— Start of Text block —
Querying the aggregator
The aggregator listens for incoming connection on a unix-domain stream socket. It communicates using the JSON-RPC protocol. It uses line framing (each message is a single line and it is not allowed to format the JSON in multi-line format).
Generally, the protocol is meant to be machine-friendly, and that has certain consequences on the design.
1 Conventions
The JSON examples in this document are pretty-printed to aid the human reader. However, as mentioned above, the real communication is not and each message must be formatted on a single line.
Each message in the examples is prefixed either by A
(the aggregator) or F
(the frontend) and it denotes the sender of the message. The terms server
and
clients
are not used here, since the terms are already used in the JSON-RPC
protocol and in our usage each party can act as both the client and the server
(in certain situations).
2 Units
Unless specified otherwise, the protocol uses these units of measurement:
Duration: The duration of something is measured in milliseconds, and carries only the integral part (eg. no fractions).
Time: An absolute time is denoted as the number of milliseconds since the unix epoch (1.1. 1970). This is different from the unix timestamp in the sense that the timestamp is in seconds ‒ therefore our numbers are simply 1000 times larger. It contains no fractions.
Some places allow specifying the time as relative to the current instant, or to an instant of observation. In such case it is in milliseconds from now. As the aggregator is interested only in the past, this makes it easy to distinguish between absolute and relative times. Absolute times are positive, while relative ones are negative. Zero is considered positive in this case (and therefore time of 0 means the epoch).
Size: Sizes are in bytes. They usually denote the whole size of eg. packet, including the IP headers (but without the ethernet frame headers, since they are exchanged on every physical hop and may change, while the IP sizes are end-to-end stable).
Counts: Counts of something (eg. packets) are without any units or multipliers.
Speeds: Speeds are in bytes per second, rounded to the nearest integer.
3 Terminology
Every (successful) query result contains none or more buckets of communication. The buckets are connections (or, more correctly, network flows slices) grouped by certain criteria. Each connection can be present at most in one bucket.
The bucket lists two kinds of information. One is headers, or columns. These are the things that are constant over the life of one connection ‒ like the IP addresses of endpoints, protocols used, etc. It is possible to aggregate (group) the connections together using these columns, or filter interesting connections by them.
The other kind is statistics. These are the bits of information that change over time, like sizes of transferred data or speeds. These can be shown as a grand total per the whole interval of the query for the whole bucket, or split into short intervals, to form kind of graphs. The statistics are provided separately for each direction.
4 Introduction by the version
notification
Upon connecting, the aggregator sends a version
notification. It contains the
version number of the API (not of the software) and a list of optional
features.
A: { "jsonrpc": "2.0", "method": "version", "params": { "major": 0, "minor": 2, "features": [] } }
The frontend is free to ignore the notification if it doesn't care.
The version number is a semantic version in a sense ‒ an increase in a minor
version only means the protocol is backwards-compatible. Breaking changes must
be advertised by an increase in major version. However, prior to 1.0
, any
changes are possible at any time.
The features
lists a set of features that the client may check. This is in
addition to the minor version number ‒ for example, when another column is
added, both the minor version number is increased (since it isn't a breaking
change) and a feature is added, stating the column is available. However,
features are going to be available post 1.0
and each major version may reset
the available features (eg. they would be no longer optional and become part of
the base protocol).
— End of Text block —
Exercises:
1/ In the aggregator protocol description, what unit are speeds given in?
2/ Decide whether each statement agrees with the aggregator protocol description. Answer yes or no, and quote the words from the description that settle it.
(a) Relative times are given as negative numbers.
(b) Sizes include the ethernet frame headers.
(c) The aggregator accepts connections on a unix-domain stream socket.
3/ Carry on the aggregator protocol description from its last sentence, in the same style.
— Start of Information shown —
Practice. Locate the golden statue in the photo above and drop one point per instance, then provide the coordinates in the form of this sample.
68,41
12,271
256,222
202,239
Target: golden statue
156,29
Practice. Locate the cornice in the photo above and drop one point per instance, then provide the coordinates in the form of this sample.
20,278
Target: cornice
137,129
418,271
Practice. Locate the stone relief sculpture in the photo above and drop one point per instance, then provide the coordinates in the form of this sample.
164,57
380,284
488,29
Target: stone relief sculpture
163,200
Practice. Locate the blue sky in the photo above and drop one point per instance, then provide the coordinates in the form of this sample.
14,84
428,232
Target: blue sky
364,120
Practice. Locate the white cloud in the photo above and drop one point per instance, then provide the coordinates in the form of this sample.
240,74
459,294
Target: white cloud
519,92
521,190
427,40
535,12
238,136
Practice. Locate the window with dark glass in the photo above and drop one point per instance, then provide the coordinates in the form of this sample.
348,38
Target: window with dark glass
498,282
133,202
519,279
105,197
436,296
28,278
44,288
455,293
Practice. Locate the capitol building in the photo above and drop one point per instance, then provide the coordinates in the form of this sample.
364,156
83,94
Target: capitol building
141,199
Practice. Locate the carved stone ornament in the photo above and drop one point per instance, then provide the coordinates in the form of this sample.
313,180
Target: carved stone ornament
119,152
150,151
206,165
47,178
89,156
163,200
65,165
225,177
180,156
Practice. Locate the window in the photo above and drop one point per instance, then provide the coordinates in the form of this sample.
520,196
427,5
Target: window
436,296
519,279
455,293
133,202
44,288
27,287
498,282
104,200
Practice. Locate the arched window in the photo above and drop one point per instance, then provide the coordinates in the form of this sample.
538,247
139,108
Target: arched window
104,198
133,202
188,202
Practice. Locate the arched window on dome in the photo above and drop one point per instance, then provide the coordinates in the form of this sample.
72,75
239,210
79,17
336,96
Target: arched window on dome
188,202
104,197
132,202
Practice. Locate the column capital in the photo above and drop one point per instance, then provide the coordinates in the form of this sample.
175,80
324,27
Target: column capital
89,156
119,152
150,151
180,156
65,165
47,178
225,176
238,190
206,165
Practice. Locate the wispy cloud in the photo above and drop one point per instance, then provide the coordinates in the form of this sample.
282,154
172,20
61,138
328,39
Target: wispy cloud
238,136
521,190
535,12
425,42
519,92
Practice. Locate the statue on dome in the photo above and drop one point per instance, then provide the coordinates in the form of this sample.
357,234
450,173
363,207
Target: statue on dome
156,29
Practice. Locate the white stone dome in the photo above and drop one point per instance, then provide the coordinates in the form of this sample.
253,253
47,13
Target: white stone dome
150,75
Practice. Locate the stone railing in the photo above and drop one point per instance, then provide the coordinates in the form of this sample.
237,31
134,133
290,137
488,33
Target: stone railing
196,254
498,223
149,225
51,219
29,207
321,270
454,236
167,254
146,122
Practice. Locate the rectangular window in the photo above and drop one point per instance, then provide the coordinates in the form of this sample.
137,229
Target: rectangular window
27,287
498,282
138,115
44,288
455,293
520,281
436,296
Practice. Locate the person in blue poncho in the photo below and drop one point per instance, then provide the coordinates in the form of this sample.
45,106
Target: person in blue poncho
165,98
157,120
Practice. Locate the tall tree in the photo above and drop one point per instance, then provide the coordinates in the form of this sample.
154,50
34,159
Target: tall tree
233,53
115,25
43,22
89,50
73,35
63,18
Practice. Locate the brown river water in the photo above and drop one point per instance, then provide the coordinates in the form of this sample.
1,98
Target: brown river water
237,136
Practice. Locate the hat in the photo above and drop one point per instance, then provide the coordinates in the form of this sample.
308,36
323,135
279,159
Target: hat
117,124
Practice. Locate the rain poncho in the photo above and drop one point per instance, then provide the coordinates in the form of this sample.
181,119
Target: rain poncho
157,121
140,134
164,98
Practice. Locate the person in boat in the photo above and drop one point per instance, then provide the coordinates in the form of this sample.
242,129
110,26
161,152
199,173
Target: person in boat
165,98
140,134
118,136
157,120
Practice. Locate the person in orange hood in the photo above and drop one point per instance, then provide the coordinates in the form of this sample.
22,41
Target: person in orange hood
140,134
— End of Information shown —
Outputs by task:
1/ Bytes per second, rounded to the nearest integer.

2/
(a) Yes: "Absolute times are positive, while relative ones are negative."
(b) No: "including the IP headers (but without the ethernet frame headers"
(c) Yes: "The aggregator listens for incoming connection on a unix-domain stream socket."

3/
5 The query
method
The basic querying can be done with the query
method. The query can be used
to list various criteria of past communications, as well as statistics of the
communication.
An example query might look like this:
F: { "jsonrpc": "2.0", "id": 42, "method": "query", "params": {} }
This query would provide the total sizes and speeds of all the communication held in the aggregator. See below for explanation why that is so.
The parameters described below can be combined in arbitrary ways. However, due to the nature of the aggregator, it is possible that some queries can't be answered because the aggregator doesn't keep all the details for all the time.
Note that the id
is important, for two reasons. First, JSON-RPC distinguishes
between methods and notifications and if there's no id
, the message is
considered to be a notification (and no response is sent to notifications). The
other reason is if multiple queries are submitted at once, the results may
arrive out of order and the id
can be used to pair them to the queries.
Also, the order (of parameters or values in the parameters) doesn't matter. Similarly, the results are ordered arbitrarily (with the exception of timelines, see below).
5.1 The time interval
There are two parameters, start
and end
that specify the interval of the
history to examine. If the parameter is present, it specifies one-sided bound
on the interval. If it is not, then the query is unbounded on that side and the
query is limited only by the available data.
Therefore, to query for the whole history kept inside the aggregator, none of these parameters are present.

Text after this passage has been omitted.